* _TASK SET_:
• A. From the article on the Symantec–Veritas merger, quote the part that opens with the words containing "Bloom said: There’s" and closes with "availability of applications?".
• B. Answer these questions from the article on the Symantec–Veritas merger:
(i) What was the all-stock deal worth when it was announced?
(ii) Which company name will the combined company keep?
(iii) What product do the CEOs name as Microsoft's messaging server?

* _PAGE EXCERPT_:
The all-stock deal, worth $13.5 billion when it was announced, will create an infrastructure management company of $5 billion revenue in fiscal 2006, growing at 18%, and addressing a 2007 market estimated at $56 billion, they said.

Symantec’s John Thompson and Veritas’s Gary Bloom said the deal will make the combined company, which will keep the Symantec name and keep Thompson as CEO, the fastest-growing software company over $3 billion.

Shareholder approval from both companies is needed before the deal can close. Regulatory approval is also needed, but there is so little product crossover that should be a formality.

The combination of Symantec’s security software and Veritas’s storage software – the two areas customers are said to be directing much of their IT budgets – is intended to create a leader in what the companies are calling infrastructure management.

What customers want is a single vendor to provide both of those, better integrated and better packaged, so they can reduce the overall cost and complexity… this transaction is all about that, Thompson said.

Bloom said: There’s a direct relationship between the two, because you start thinking about what could we do differently in the products area if we knew a virus was coming? How would you manage the performance and availability of applications?

Would you failover to a secure site, would you potentially on the other hand start doing incremental backups more frequently? In other words you can do responsive and proactive rather than always being in reactive mode, he said.

Bloom said that broadly the company will look at bundling opportunities and loosely-coupled integrations as its earliest deliverables. Deep product integration will also happen, but will take longer, he said.

The CEOs said there was a great packaging opportunity to deliver a complete environment for Exchange, Microsoft’s messaging server, where Symantec provides email security and Veritas recently acquired archiving capabilities.

There’s a strong compliance sales pitch there, the CEOs said, with enterprises looking at how they can best address regulations such as the data integrity provisions of Sarbanes-Oxley.

Both CEOs played down the defensive reasons for the merger, pointing out that both companies are high-flying category leaders, neither of which are in immediate need of rescuing.

This wasn’t a risk-mitigation combination, this was a combination driven by two strong companies, neither of which in my view needed to do this transaction, Bloom said.

Thompson again defended himself from skeptics who say the merger is a defensive move for Symantec, designed to keep the company growing despite an expected pricing crunch and new competitors including Microsoft Corp.

We have always had to compete against free offerings in the channel… in reality it has not had a material effect on our business to date, Thompson said, pointing to occasional promotional offerings from its top four rivals.

Microsoft will enter the market soon. The rumored A1 security subscription service is expected to combine the antivirus and anti-spyware capabilities Microsoft has acquired over the last 18 months.

Point localization data

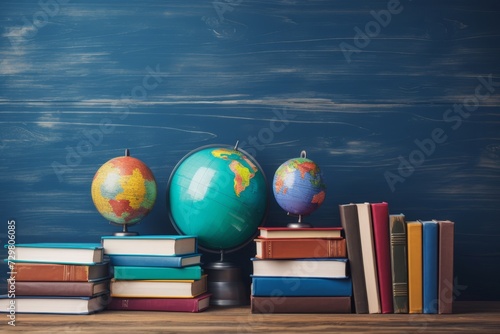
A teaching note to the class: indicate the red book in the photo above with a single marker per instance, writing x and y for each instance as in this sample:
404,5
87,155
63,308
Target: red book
196,304
380,220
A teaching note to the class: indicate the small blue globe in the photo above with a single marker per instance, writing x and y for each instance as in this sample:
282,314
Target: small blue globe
218,194
298,186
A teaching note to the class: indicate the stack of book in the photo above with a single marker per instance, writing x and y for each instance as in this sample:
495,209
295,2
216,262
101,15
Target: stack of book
156,273
398,266
65,278
300,270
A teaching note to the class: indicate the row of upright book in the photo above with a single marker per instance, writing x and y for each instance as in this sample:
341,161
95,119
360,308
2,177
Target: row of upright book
145,273
300,270
398,266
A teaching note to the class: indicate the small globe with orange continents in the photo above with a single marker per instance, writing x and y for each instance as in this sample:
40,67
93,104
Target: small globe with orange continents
124,190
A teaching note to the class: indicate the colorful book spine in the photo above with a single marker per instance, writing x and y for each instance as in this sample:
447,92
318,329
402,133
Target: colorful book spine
157,273
60,272
196,304
154,260
67,289
380,220
350,224
369,261
430,266
300,304
300,248
399,266
445,284
301,287
414,267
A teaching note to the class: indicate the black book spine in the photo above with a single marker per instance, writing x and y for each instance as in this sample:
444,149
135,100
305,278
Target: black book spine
399,263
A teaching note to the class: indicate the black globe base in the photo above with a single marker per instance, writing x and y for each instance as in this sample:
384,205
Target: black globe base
225,284
125,232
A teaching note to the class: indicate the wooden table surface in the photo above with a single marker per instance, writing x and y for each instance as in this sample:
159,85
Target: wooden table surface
479,317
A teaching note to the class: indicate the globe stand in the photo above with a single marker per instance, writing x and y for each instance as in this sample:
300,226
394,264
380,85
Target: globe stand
125,232
299,224
225,283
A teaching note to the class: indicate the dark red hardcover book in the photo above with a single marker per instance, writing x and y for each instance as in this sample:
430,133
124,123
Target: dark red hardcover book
196,304
350,224
380,219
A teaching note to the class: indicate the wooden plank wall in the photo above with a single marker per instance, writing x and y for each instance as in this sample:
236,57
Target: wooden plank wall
397,101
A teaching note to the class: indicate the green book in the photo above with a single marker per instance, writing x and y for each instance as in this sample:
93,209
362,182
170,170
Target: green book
157,273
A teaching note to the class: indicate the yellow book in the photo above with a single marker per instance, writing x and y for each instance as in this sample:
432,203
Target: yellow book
415,292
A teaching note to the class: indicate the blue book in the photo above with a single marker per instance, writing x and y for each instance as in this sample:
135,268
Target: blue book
150,244
155,260
59,253
430,266
301,287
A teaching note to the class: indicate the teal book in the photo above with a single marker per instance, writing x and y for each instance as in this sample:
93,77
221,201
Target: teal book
150,245
157,273
59,253
173,261
430,266
301,286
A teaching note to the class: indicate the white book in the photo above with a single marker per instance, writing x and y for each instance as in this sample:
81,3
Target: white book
314,268
369,259
53,305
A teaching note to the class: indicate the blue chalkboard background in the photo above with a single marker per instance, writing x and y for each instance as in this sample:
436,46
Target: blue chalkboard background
396,101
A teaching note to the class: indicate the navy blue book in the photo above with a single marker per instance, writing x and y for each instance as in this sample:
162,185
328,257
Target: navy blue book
430,266
301,286
180,261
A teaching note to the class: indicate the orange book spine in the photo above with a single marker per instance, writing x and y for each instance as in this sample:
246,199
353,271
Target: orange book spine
414,231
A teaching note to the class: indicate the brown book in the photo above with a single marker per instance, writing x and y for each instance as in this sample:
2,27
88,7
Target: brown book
300,304
68,289
445,266
300,248
399,263
350,224
60,272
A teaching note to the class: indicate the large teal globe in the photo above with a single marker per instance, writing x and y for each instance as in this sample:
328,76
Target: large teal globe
219,194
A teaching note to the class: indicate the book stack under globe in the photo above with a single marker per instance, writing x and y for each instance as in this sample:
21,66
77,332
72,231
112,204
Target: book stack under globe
156,273
300,270
59,278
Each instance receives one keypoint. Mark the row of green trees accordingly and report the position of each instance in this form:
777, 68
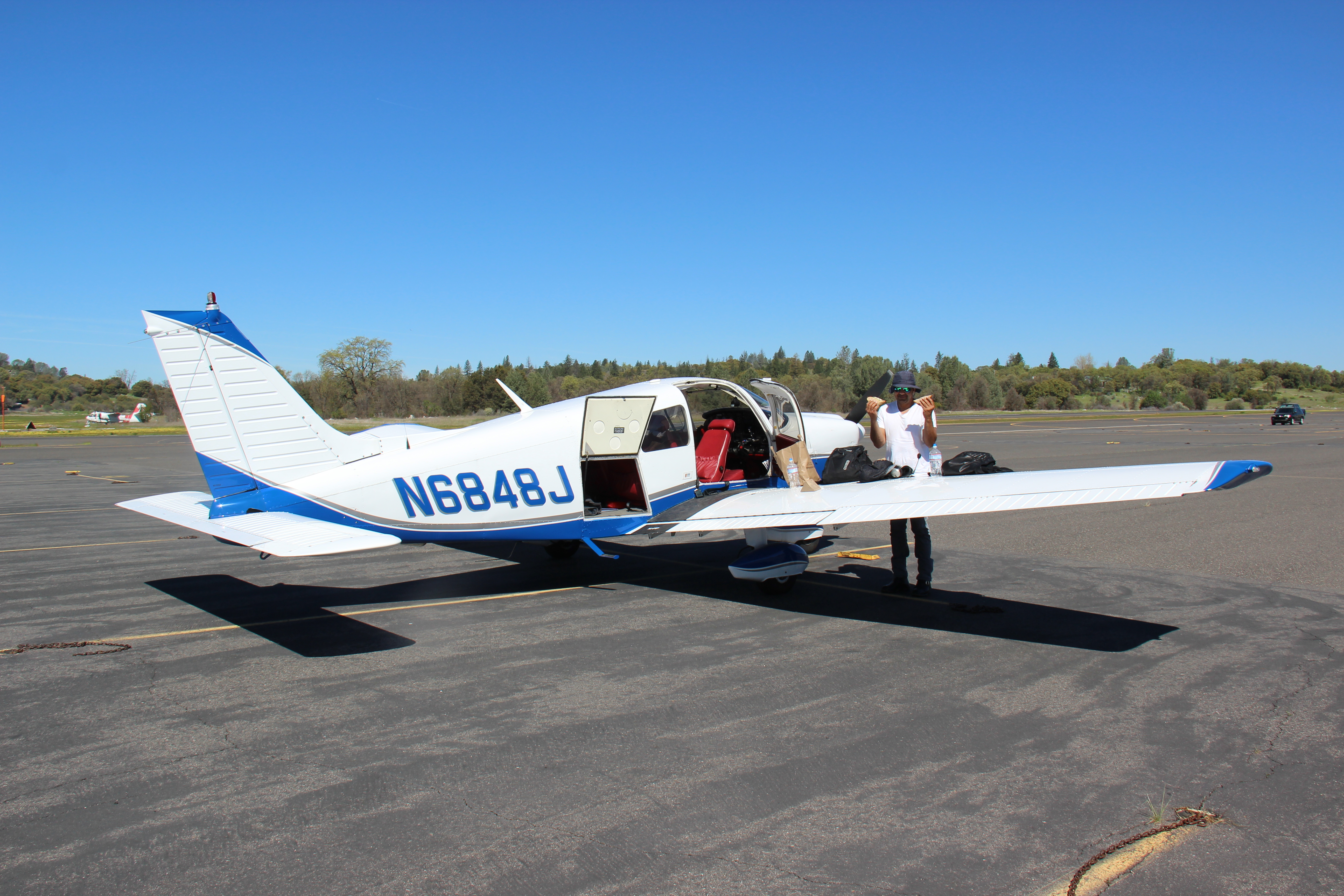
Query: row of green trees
361, 378
45, 387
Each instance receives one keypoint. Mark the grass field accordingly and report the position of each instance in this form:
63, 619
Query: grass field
68, 425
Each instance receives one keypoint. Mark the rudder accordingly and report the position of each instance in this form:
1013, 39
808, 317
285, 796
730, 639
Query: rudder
242, 417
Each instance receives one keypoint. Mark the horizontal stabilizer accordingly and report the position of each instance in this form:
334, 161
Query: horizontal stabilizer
284, 535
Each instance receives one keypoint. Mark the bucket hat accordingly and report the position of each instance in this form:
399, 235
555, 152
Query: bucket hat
904, 379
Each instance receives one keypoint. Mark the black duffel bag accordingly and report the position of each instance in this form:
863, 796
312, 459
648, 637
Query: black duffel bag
853, 465
971, 463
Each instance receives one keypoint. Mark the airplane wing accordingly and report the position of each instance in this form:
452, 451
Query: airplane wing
948, 495
284, 535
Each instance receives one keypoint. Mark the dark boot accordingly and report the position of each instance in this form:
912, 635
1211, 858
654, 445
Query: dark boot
897, 586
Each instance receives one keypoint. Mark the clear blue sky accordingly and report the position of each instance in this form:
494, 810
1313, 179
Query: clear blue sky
675, 180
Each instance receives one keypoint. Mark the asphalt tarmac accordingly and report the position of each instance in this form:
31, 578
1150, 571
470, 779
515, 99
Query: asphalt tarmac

* _SOLUTIONS TO THE EXERCISE_:
• A.
Bloom said: There’s a direct relationship between the two, because you start thinking about what could we do differently in the products area if we knew a virus was coming? How would you manage the performance and availability of applications?

• B.
(i) $13.5 billion
(ii) Symantec
(iii) Exchange